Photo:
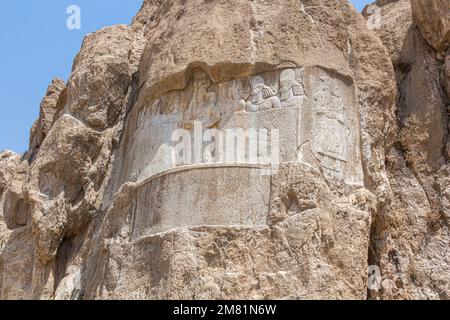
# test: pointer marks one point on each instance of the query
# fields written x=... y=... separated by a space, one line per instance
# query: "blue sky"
x=36 y=46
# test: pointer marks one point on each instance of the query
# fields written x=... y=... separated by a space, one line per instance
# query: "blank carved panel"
x=201 y=196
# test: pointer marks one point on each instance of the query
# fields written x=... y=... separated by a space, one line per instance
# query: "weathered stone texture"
x=100 y=207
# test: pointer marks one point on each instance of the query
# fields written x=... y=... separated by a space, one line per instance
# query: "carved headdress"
x=258 y=81
x=288 y=75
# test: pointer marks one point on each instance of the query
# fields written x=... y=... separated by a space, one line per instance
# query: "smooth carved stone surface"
x=313 y=110
x=201 y=196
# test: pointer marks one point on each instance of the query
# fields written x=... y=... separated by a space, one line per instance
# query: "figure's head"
x=287 y=81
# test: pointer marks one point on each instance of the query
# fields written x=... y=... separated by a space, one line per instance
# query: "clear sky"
x=37 y=46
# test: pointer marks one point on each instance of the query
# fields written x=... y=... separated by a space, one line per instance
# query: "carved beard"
x=286 y=94
x=257 y=96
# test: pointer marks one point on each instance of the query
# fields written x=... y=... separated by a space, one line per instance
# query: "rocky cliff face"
x=412 y=237
x=100 y=207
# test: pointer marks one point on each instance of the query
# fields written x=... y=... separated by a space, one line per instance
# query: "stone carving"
x=262 y=96
x=325 y=122
x=291 y=91
x=330 y=138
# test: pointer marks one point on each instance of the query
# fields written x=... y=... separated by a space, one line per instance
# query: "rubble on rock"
x=97 y=209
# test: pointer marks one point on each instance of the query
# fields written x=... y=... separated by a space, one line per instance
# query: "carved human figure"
x=202 y=106
x=291 y=91
x=332 y=139
x=262 y=96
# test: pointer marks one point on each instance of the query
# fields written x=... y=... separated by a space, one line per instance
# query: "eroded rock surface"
x=410 y=238
x=105 y=205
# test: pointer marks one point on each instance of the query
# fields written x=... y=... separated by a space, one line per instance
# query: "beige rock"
x=50 y=111
x=433 y=19
x=102 y=207
x=409 y=237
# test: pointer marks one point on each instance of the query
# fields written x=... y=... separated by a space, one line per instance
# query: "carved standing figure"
x=262 y=96
x=202 y=106
x=291 y=91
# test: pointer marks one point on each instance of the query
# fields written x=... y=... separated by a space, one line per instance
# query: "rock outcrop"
x=412 y=235
x=237 y=150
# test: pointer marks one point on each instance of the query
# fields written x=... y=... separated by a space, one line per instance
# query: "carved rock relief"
x=313 y=110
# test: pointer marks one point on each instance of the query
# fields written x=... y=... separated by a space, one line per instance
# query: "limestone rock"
x=433 y=19
x=50 y=111
x=409 y=238
x=236 y=150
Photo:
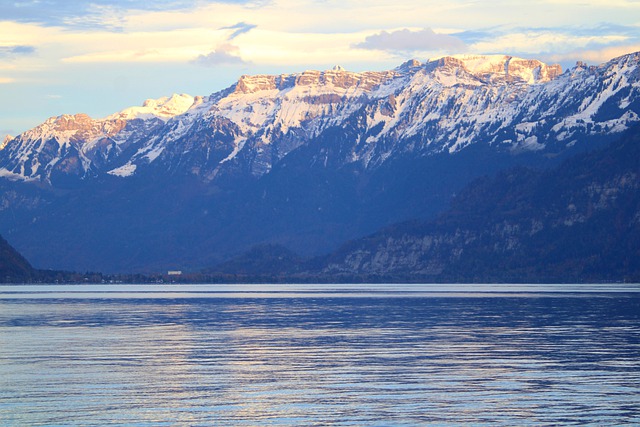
··········
■ EXERCISE:
Count how many lines of the items above contain the string "surface", treating case as significant, and reply with only that number.

■ THE REPLY:
2